* _EXERCISE AIM_:
Reproduce the part of the material that opens with the line containing "the tea set" and closes with the line containing "point(236, 459)", requests included. Scale every x and y coordinate in the answers by 0.45 and round to whole numbers, halves up, leaving the requests and their sample points unchanged.

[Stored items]

------------------------------------------------

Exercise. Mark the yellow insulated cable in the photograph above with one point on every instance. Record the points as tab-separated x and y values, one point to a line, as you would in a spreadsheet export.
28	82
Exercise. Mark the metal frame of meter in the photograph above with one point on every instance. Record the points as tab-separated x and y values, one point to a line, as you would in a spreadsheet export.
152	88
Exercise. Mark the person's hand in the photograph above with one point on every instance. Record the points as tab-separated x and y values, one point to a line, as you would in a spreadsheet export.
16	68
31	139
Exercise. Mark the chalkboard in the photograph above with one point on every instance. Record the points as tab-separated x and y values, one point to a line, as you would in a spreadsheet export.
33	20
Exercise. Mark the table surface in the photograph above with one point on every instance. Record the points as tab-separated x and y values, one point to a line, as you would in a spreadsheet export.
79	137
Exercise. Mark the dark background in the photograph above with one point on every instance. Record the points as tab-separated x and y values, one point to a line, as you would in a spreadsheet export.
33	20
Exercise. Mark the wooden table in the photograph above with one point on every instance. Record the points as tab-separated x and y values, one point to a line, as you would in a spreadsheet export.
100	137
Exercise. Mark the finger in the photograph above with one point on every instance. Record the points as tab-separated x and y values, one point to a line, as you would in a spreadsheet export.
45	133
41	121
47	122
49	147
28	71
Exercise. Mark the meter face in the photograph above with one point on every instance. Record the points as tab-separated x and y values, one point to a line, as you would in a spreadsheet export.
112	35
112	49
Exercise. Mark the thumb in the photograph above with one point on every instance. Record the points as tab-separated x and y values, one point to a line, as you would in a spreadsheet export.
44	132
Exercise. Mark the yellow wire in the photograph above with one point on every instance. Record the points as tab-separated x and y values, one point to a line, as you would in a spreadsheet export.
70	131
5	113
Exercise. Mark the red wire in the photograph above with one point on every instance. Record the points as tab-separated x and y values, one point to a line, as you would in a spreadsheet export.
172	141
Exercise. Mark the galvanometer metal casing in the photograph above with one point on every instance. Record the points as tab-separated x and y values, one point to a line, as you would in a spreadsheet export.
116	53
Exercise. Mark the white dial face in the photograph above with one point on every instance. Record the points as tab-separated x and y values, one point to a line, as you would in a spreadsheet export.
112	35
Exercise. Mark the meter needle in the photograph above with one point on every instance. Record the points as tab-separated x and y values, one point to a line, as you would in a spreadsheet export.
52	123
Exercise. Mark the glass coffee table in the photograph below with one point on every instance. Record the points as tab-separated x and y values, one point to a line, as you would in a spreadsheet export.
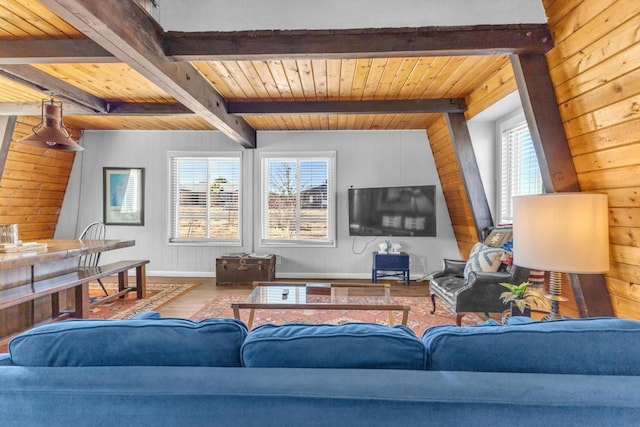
319	296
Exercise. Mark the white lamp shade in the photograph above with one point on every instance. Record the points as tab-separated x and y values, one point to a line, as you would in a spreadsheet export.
561	232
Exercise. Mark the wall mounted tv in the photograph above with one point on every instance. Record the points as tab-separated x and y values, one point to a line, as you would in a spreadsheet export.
392	211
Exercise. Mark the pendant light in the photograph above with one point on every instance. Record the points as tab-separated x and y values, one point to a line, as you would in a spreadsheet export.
50	133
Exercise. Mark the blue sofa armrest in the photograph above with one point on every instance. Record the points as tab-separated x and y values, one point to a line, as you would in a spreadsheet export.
146	315
592	346
5	359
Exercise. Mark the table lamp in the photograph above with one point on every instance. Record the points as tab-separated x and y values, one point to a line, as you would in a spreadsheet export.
561	233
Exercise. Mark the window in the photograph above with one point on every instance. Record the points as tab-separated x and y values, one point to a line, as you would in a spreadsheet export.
298	199
519	170
205	198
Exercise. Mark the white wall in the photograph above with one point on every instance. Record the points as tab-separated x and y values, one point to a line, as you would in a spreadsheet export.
483	140
363	159
239	15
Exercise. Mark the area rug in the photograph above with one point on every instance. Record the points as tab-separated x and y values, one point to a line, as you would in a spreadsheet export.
157	295
420	317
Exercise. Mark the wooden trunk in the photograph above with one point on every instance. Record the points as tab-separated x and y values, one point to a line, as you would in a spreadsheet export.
245	270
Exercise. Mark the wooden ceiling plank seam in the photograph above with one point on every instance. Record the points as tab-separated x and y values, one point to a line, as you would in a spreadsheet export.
362	70
609	92
413	78
580	15
230	81
556	10
390	70
426	65
456	78
10	27
53	51
251	73
373	79
39	80
600	38
445	74
133	36
42	12
347	75
29	19
280	77
263	71
305	70
612	67
488	67
403	72
333	79
237	73
209	72
319	69
396	106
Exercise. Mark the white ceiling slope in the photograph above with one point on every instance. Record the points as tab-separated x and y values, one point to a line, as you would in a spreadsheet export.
240	15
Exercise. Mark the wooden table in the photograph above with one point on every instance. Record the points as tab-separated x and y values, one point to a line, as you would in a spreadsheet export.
28	276
320	296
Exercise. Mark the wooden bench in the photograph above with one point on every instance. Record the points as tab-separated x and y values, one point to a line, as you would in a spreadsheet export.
79	280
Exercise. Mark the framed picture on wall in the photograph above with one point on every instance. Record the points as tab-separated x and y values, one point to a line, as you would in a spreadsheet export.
123	196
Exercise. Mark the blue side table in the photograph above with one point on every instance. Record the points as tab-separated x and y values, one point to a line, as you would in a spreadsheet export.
390	265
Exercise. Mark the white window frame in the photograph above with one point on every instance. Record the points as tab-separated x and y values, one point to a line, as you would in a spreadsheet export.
512	121
329	156
171	206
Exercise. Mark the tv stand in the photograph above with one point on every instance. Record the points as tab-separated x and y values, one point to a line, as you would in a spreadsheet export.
390	265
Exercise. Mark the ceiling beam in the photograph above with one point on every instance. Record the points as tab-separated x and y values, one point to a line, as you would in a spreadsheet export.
39	80
445	105
333	44
468	165
116	109
53	52
129	33
359	43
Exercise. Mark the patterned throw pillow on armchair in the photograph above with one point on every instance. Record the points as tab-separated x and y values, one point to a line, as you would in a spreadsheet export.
483	258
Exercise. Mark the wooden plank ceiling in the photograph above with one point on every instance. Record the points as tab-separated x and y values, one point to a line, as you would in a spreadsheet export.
110	82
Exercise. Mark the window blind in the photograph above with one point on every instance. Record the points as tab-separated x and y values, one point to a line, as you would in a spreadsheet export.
298	200
519	169
205	199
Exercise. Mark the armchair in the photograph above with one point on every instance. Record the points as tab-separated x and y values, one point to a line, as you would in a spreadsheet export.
465	288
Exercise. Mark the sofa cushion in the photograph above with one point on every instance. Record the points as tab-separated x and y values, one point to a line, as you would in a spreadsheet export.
152	342
483	258
596	346
351	345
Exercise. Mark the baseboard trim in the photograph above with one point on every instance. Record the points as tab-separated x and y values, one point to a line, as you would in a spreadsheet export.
315	275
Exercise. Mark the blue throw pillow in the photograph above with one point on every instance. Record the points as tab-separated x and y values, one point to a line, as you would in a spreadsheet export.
150	342
351	345
483	258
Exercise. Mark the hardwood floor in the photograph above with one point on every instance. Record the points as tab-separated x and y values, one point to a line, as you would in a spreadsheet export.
191	302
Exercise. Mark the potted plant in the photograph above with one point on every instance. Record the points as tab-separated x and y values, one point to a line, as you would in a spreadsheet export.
523	297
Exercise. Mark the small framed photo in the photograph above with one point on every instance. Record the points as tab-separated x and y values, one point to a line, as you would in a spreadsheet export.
123	196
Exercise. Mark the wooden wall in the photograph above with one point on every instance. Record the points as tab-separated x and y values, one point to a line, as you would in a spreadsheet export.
33	184
486	94
596	74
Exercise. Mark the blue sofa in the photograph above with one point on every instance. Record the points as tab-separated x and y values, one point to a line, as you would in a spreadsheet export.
174	372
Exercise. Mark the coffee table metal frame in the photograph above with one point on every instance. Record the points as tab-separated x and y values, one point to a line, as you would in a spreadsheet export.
389	304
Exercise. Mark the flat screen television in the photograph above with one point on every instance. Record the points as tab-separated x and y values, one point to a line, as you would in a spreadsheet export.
392	211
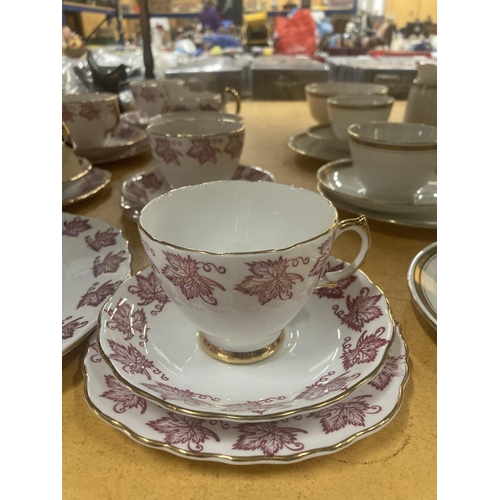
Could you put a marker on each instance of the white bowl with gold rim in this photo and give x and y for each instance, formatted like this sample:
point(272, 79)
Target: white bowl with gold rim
point(393, 160)
point(318, 93)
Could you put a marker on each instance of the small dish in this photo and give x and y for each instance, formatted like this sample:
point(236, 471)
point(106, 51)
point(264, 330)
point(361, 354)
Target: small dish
point(123, 142)
point(340, 178)
point(139, 190)
point(83, 187)
point(337, 342)
point(422, 282)
point(326, 431)
point(95, 260)
point(306, 145)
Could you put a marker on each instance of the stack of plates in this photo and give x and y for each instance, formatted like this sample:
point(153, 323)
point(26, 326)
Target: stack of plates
point(338, 377)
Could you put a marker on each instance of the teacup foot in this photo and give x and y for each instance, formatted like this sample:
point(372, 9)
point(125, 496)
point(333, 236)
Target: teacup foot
point(241, 358)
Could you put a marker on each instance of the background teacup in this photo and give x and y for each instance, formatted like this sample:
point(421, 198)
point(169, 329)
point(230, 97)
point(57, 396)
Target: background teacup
point(151, 96)
point(318, 93)
point(344, 110)
point(191, 151)
point(90, 117)
point(241, 259)
point(393, 160)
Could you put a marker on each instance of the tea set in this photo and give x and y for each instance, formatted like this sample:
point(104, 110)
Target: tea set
point(243, 324)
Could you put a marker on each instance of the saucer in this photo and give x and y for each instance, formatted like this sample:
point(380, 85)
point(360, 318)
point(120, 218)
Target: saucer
point(139, 190)
point(95, 260)
point(422, 282)
point(312, 147)
point(339, 177)
point(323, 432)
point(423, 220)
point(336, 343)
point(123, 142)
point(83, 187)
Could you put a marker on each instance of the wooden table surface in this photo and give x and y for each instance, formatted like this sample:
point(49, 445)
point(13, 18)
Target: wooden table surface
point(397, 462)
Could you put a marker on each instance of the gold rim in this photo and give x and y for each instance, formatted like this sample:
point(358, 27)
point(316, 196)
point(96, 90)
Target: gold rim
point(257, 252)
point(240, 358)
point(224, 416)
point(236, 459)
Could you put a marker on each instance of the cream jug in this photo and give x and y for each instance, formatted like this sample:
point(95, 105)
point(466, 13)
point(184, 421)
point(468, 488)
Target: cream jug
point(421, 106)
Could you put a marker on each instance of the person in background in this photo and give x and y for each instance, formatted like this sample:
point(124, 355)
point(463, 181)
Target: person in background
point(209, 17)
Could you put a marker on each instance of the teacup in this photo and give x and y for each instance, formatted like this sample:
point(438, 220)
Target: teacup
point(393, 160)
point(151, 96)
point(241, 259)
point(191, 151)
point(344, 110)
point(318, 93)
point(90, 117)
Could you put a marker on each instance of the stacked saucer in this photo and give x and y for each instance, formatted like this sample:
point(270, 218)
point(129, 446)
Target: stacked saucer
point(338, 182)
point(95, 260)
point(338, 377)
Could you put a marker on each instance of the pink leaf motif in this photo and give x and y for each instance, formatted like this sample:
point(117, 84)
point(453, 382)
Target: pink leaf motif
point(324, 255)
point(170, 393)
point(362, 309)
point(394, 367)
point(202, 151)
point(95, 296)
point(110, 264)
point(76, 226)
point(128, 322)
point(321, 387)
point(180, 429)
point(269, 280)
point(183, 273)
point(68, 115)
point(131, 359)
point(268, 437)
point(123, 398)
point(350, 412)
point(68, 329)
point(166, 151)
point(102, 239)
point(148, 290)
point(366, 348)
point(234, 146)
point(336, 292)
point(89, 111)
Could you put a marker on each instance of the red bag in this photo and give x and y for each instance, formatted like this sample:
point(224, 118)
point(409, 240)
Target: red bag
point(296, 35)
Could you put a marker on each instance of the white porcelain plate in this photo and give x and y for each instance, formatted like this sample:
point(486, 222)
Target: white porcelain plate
point(422, 282)
point(306, 145)
point(95, 260)
point(339, 179)
point(288, 440)
point(123, 142)
point(144, 187)
point(83, 187)
point(336, 343)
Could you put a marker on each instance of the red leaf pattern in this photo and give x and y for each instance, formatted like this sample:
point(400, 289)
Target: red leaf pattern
point(269, 280)
point(267, 437)
point(102, 239)
point(110, 264)
point(202, 151)
point(95, 296)
point(124, 399)
point(394, 367)
point(350, 412)
point(183, 273)
point(362, 309)
point(76, 226)
point(180, 429)
point(365, 351)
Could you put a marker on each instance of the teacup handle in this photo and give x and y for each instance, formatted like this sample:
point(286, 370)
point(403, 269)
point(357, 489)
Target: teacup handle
point(236, 96)
point(360, 226)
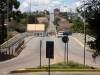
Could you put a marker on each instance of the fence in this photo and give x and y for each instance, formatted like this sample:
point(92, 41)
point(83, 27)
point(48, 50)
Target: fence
point(10, 47)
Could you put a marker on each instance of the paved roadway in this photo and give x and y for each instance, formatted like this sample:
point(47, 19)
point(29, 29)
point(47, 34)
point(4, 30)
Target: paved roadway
point(29, 57)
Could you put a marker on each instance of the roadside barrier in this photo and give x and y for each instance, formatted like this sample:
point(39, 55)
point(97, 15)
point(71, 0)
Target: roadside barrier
point(10, 47)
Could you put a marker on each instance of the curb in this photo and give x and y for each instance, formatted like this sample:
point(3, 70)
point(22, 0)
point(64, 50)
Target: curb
point(57, 70)
point(22, 47)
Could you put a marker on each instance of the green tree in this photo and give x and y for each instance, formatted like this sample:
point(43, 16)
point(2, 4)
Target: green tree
point(7, 6)
point(93, 22)
point(78, 26)
point(56, 21)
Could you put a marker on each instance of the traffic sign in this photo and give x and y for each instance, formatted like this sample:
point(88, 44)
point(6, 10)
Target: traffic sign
point(65, 39)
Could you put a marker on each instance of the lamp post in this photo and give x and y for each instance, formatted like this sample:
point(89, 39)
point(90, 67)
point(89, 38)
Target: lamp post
point(84, 34)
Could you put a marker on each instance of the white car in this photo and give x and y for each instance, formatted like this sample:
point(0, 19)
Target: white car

------------------------------------------------

* _THE ANSWER_:
Could you put a marker on each instance of the tea set in this photo and give x and y for each instance, formatted like this sample:
point(104, 110)
Target: tea set
point(109, 146)
Could you put a marker on each instance of the saucer in this photo and give x and y for each instance, formatted like this sample:
point(380, 85)
point(360, 318)
point(120, 218)
Target: saucer
point(63, 86)
point(43, 117)
point(190, 127)
point(140, 66)
point(153, 80)
point(145, 194)
point(190, 99)
point(151, 154)
point(55, 64)
point(37, 84)
Could you put a marker on each instance of the wooden table surface in this photo and give x and y for each instance, formatted like this sample:
point(49, 445)
point(13, 18)
Target: wooden table surface
point(179, 208)
Could you put a marker on each instance of the gold rim in this photo and give x and y for each instance, formatted like this sample:
point(358, 27)
point(316, 196)
point(96, 90)
Target: gold rim
point(116, 113)
point(108, 161)
point(101, 187)
point(106, 207)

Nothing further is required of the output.